* [Document section]:
....

Despite these criticisms, the series was noted for highly detailed backgrounds, illustrations, character designs and camera effects, due in part to veteran cartoonist Doug Wildey. While animation was poor due to budget and time constraints, still artwork, which featured prominently in the program, was extremely detailed, with extensive shading, looking more like a comic book than a television cartoon.

For the most part, the scripts were intelligent, with detailed stories and solid internal continuity. Unlike many animated adaptations, Return to the Planet of the Apes managed to effectively capture the tone of the live action features, complete with the sense of alienation, wonderment and loss.

Home release 
The Return to the Planet of the Apes series was released as a part of the Ultimate DVD Collection in early 2006 by 20th Century Fox Home Entertainment. The Return to the Planet of the Apes: The Complete Animated Series release on DVD was delayed until October 3, 2006. This was the first time the series was released stand-alone on DVD. Only three of the episodes were restored in the discs included in the Ultimate DVD Collection, but all 13 were restored in the individual release. The individual release also included them in their intended order, as opposed to their airdate order as presented in the box set. The individual release also includes the option of watching the episodes with a preview of the next episode, which was not present in the box set release.

....

* [Extracted data]:
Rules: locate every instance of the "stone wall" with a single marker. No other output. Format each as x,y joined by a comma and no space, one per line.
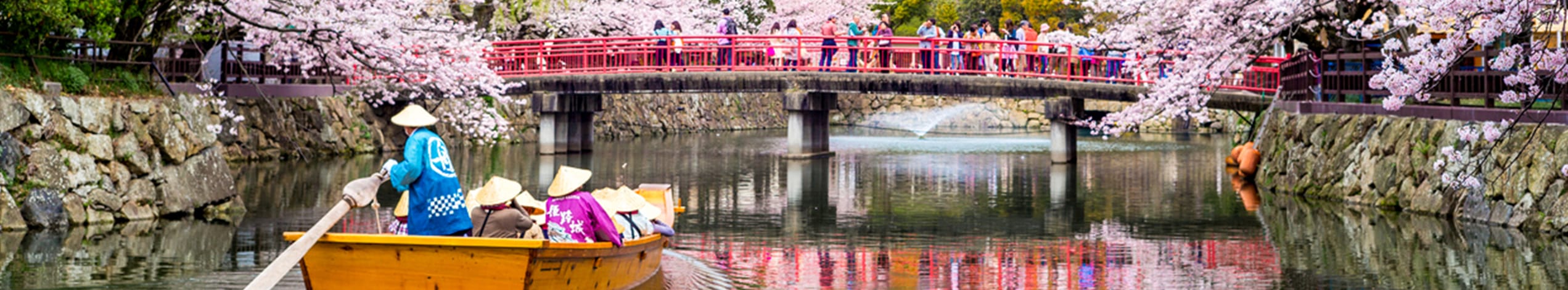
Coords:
1387,162
300,128
85,160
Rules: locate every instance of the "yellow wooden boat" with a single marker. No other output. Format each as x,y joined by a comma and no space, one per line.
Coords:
377,260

....

* [Task set]:
1. In the passage on the Return to the Planet of the Apes cartoon, on what date did The Complete Animated Series come out on DVD?
2. Using the passage on the Return to the Planet of the Apes cartoon, explain why the show's animation was poor and what the text credits in part for its detailed look.
3. Carry on the passage about the Return to the Planet of the Apes cartoon, starting after its last sentence.

* [Responses]:
1. October 3, 2006.

2. The animation was poor because of budget and time constraints. The series' highly detailed backgrounds, illustrations, character designs and camera effects were due in part to veteran cartoonist Doug Wildey.

3.
The episode list on the back of the DVD case for the individual release has many errors. The episodes are listed in airdate order as opposed to the chronological order on the actual DVDs, one episode is listed as airing the day before it actually aired and two are shown as having the same airdate, resulting in the airdates of the two subsequent episodes being one week off.

Notes and references

External links 
 
 
 : All about the 1975–76 Animated series on NBC, including extensive episode summaries from Epi-Log magazine.
 : Including Return to the Planet of the Apes.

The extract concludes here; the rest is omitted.